**YOUR INSTRUCTIONS:** Update the items below so that "black shirt" reads "dark shirt", leaving every other word unchanged.

--

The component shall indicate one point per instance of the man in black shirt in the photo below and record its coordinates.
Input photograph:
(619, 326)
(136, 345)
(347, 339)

--

**RESPONSE TO THE TASK:**
The component shall indicate one point per instance of the man in dark shirt in the photo below and record its coordinates.
Input photograph:
(619, 326)
(136, 345)
(347, 339)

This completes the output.